• Provided passage
From my own professional experience, I'd say it's got more to do with the artificial delivery constraints that come with the mandatory annual and quarterly financial reporting of publicly traded companies. They announce their yearly results to the market and next years IT budget is broadly defined as a portion of the previous year's profits.
Everything is planned & tracked as a portion of an arbitrary 12-month time frame & the internal politics means each department are competing for funds on a "use-it-or-lose-it" basis. If you've never sat in on department/geography/company-wide governance forums where they agree next year's "change management" budget, the basic format is you present a business case & cost forecast based on FTEs over the expected duration of the project, all the mandatory regulatory compliance projects get approved automatically and the remainder of the budget is set based on how well each middle-manager can defend the interest of their department. They have a final number for total approved spend & approve as many projects as they who's forecast cost fits into that, Tetris-style, with a flat 20% contingency spread across everything to account for the fact that historically, trying to plan in this way is so inaccurate that it's basically a series of pseudo-random guesses. It's worth noting that even stuff badged as "Agile" is funded & budgeted for in this way.
Every programme I've been involved with has had some variation on "we can't start work on X in that month, because it won't finish until February and will cannibalise part of my budget for next year".
Unfortunately, given the economic & political status quo this problem is impossible to solve (but for the libertarians reading this, an interesting example of the 'higher order' unintended consequences of sincerely designed industry regulation.

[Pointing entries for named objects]
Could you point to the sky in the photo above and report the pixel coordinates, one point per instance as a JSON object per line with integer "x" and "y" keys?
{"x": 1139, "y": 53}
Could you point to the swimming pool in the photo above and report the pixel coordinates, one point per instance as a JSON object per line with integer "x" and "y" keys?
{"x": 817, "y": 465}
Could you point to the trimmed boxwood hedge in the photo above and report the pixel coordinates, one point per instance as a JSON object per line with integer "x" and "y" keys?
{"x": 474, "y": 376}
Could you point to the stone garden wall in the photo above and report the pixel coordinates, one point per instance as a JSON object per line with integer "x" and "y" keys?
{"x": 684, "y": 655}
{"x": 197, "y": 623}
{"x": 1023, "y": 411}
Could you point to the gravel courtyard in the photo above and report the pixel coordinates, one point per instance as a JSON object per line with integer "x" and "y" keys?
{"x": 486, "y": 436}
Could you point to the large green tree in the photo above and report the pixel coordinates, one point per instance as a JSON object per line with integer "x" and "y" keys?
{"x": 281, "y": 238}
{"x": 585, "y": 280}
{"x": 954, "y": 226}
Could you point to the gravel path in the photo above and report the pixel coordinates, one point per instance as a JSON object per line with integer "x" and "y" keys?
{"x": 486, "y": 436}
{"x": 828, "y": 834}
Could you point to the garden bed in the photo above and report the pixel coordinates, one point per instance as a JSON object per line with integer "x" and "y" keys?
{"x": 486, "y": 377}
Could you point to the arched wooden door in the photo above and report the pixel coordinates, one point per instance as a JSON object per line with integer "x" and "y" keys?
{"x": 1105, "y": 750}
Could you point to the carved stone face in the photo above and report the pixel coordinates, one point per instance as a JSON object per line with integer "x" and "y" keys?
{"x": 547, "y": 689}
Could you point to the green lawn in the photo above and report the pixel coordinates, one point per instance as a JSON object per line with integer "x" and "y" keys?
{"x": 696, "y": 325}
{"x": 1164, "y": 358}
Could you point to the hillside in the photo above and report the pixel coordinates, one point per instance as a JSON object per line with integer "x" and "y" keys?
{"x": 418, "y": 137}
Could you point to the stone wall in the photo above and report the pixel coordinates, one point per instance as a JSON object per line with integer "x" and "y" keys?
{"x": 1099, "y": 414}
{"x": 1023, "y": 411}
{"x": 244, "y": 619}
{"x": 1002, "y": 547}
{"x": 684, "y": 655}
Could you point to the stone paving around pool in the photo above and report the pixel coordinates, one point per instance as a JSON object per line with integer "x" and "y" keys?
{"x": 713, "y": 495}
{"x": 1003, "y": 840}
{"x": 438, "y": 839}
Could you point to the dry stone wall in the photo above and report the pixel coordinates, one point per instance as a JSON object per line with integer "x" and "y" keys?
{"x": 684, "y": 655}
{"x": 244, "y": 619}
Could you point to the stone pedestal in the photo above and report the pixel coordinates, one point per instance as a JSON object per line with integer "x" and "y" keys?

* * *

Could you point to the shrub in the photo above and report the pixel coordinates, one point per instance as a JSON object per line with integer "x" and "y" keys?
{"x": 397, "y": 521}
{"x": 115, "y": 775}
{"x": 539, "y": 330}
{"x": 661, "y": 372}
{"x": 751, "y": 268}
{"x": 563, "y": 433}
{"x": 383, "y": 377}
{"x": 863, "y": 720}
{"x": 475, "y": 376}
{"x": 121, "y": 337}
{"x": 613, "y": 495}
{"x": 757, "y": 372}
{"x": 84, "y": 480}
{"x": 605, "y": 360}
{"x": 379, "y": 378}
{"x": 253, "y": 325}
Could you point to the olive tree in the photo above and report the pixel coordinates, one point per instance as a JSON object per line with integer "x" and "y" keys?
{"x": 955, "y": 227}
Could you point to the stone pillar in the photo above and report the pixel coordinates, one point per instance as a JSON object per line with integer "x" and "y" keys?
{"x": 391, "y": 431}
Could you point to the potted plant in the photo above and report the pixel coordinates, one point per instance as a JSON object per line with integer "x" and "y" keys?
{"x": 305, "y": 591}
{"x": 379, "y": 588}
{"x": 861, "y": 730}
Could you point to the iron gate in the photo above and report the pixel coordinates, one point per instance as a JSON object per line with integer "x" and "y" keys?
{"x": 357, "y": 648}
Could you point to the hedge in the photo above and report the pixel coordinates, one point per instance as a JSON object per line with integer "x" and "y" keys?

• Complete the following
(1) Reproduce word for word the passage of the comment on corporate IT budgeting that begins at the words "Unfortunately, given the" and stops after "designed industry regulation.".
(2) Identify every line in the records that contains the string "tree", treating uppercase and lowercase as distinct, and copy each such line in full.
The records bear no relation to the comment on corporate IT budgeting.

• Results for each task
(1)
Unfortunately, given the economic & political status quo this problem is impossible to solve (but for the libertarians reading this, an interesting example of the 'higher order' unintended consequences of sincerely designed industry regulation.

(2)
Could you point to the large green tree in the photo above and report the pixel coordinates, one point per instance as a JSON object per line with integer "x" and "y" keys?
Could you point to the olive tree in the photo above and report the pixel coordinates, one point per instance as a JSON object per line with integer "x" and "y" keys?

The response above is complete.